__Your objective__.
Look over the material for the string "form". Copy every line where it turns up.

########################################

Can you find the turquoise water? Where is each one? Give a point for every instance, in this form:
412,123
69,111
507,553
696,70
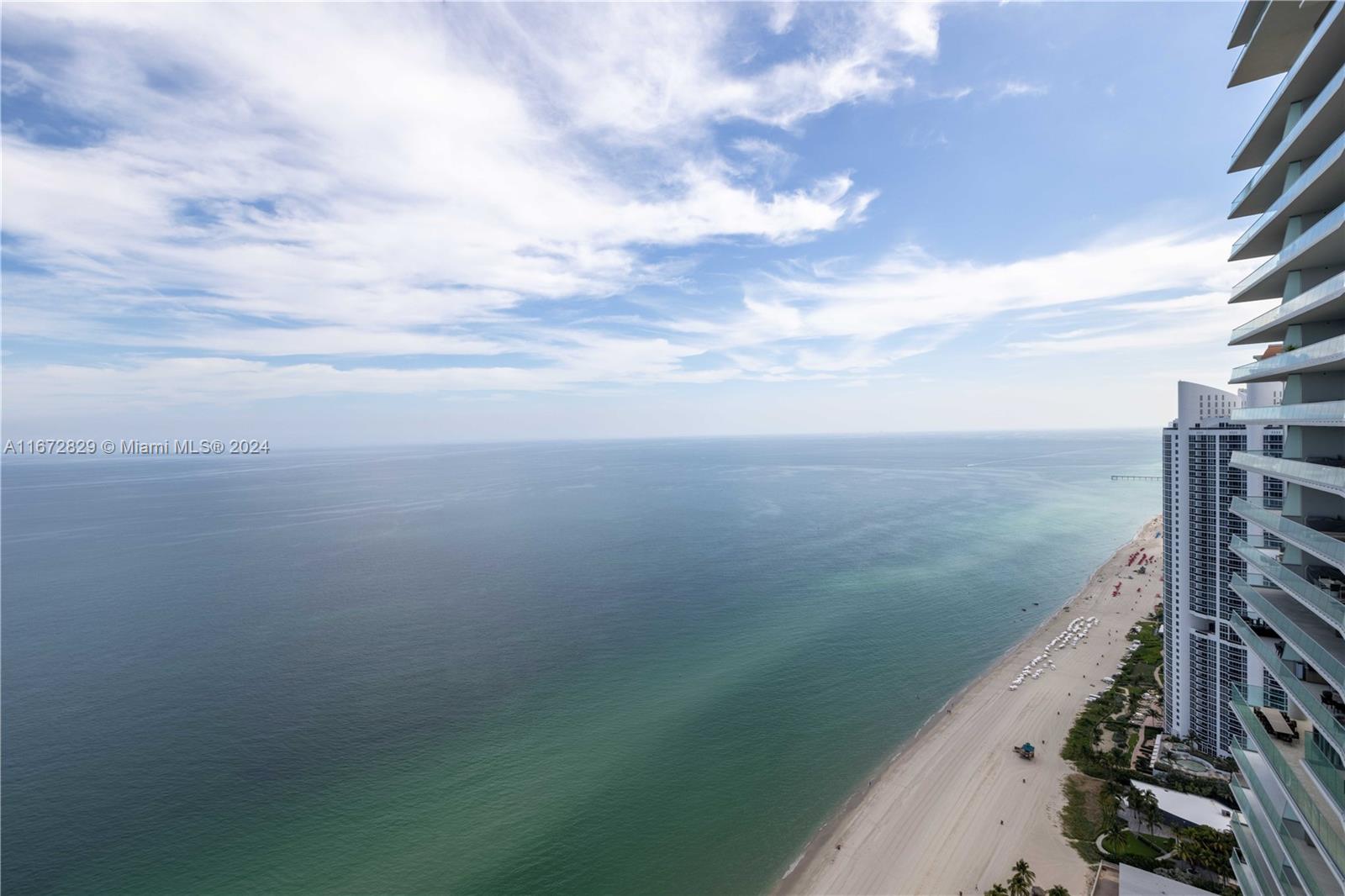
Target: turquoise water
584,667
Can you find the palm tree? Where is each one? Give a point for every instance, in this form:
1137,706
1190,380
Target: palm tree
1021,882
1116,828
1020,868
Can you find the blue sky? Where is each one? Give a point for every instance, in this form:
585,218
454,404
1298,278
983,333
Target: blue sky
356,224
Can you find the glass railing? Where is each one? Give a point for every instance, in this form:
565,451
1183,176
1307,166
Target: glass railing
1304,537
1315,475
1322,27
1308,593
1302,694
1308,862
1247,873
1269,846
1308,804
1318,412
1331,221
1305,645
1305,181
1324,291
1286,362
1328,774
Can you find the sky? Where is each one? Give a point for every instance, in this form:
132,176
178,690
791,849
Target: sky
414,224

########################################

__Exercise output__.
Can you find the turquoise water? Where is each one? Give a point for every instance, in this form:
Can you find the palm tree? Where is each one? Give a point for every instance, in this form:
Can you find the blue sky? Where is each one? Give a point for every instance, in this form:
Can you find the glass railing? Where is each one? Give a point for every instance, in this form:
Can you find the sky? Where is each one? Give a point for every instance, in this form:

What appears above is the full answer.